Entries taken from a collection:

______________________________

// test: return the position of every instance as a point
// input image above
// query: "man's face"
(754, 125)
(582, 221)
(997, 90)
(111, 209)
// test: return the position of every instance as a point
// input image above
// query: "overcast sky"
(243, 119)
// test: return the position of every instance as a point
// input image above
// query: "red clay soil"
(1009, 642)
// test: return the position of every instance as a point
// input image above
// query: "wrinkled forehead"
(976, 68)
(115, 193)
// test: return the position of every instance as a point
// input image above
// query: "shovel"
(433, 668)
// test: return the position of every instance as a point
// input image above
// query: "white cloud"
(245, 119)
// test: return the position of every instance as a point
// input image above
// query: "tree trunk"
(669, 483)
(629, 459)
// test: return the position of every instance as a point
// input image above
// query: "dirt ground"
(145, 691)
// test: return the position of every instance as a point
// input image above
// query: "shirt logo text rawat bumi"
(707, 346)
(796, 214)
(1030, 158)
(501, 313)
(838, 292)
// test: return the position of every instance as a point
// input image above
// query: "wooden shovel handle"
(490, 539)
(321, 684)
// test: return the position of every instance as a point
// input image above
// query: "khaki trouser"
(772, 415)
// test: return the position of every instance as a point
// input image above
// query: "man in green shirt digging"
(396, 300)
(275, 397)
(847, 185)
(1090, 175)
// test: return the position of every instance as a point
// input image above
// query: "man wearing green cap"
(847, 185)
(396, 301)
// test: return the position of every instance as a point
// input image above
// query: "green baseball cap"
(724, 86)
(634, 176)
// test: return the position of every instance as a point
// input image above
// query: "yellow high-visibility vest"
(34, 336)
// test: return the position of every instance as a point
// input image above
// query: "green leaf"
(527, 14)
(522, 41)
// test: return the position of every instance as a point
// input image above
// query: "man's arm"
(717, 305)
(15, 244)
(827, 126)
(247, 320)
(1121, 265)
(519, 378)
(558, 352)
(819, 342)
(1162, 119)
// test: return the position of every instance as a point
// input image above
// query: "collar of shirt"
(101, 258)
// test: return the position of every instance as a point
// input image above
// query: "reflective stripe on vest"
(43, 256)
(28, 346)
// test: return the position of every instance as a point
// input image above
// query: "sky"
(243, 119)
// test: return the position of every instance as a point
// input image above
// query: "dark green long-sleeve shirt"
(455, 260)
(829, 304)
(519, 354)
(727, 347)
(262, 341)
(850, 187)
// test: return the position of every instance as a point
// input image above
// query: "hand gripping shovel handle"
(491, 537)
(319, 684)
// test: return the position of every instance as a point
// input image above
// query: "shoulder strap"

______________________________

Print all of the entries exactly as they appear.

> **Exercise solution**:
// test: return the position of every instance as a point
// input image above
// query: "man's face"
(754, 125)
(582, 221)
(997, 90)
(111, 209)
// test: return the position of every instance as a point
// input image above
// query: "overcast sky"
(243, 119)
// test: return the position of every instance as a point
// input image above
// query: "red clay soil"
(1009, 642)
// test: return the position of every instance as a point
// input image above
// query: "wrinkled forehead"
(976, 68)
(115, 193)
// test: return the position of every instance as a point
// input image above
// query: "shovel"
(433, 668)
// test: return the position of every instance as a point
// input image above
// query: "white cloud"
(245, 119)
// test: return the position of every instance as a point
// input image above
// query: "tree trunk"
(669, 483)
(629, 459)
// test: return the position of every instance as a point
// input image above
// query: "dirt ground"
(145, 691)
// test: return the position of every instance as a point
// input image above
// query: "shirt logo text rawat bumi"
(707, 346)
(796, 214)
(1030, 158)
(501, 313)
(838, 292)
// test: return the position of every instance as a point
// input image above
// query: "wooden shovel handle"
(490, 539)
(321, 684)
// test: return the position of every instance as a point
// input image above
// query: "khaki trouser"
(772, 415)
// test: return the position of every instance as a point
// input image above
// query: "man in green shirt digging"
(396, 300)
(275, 397)
(847, 185)
(1090, 175)
// test: return the position of every instance as a point
// input image above
// query: "man wearing green cap"
(847, 185)
(396, 301)
// test: return the position of every instance as a point
// input image above
// query: "green baseball cap"
(724, 86)
(634, 176)
// test: return the position of every instance as a point
// input image above
// query: "yellow high-visibility vest"
(34, 336)
// test: return the position of every instance as a point
// input image above
// query: "green leaf"
(527, 14)
(522, 41)
// test: return the position of every instance as a point
// input image above
// query: "man's arm"
(717, 305)
(15, 244)
(827, 126)
(247, 320)
(1121, 265)
(519, 378)
(558, 352)
(819, 342)
(1162, 119)
// test: return the position of every instance as a point
// input image above
// query: "collar of shirt"
(101, 258)
// test: return the position of every instance as a point
// input image above
// query: "reflective stripe on vest"
(43, 256)
(28, 346)
// test: return the position of every instance as a point
// input image above
// query: "sky"
(243, 119)
// test: return the position of every instance as a point
// input image above
// query: "dark green long-sleeve shirt"
(455, 260)
(829, 304)
(519, 354)
(727, 347)
(262, 341)
(850, 187)
// test: return the position of every instance as a point
// input image above
// query: "hand gripping shovel handle"
(491, 537)
(319, 684)
// test: return the position of every instance as a point
// input image above
// query: "shoulder strap"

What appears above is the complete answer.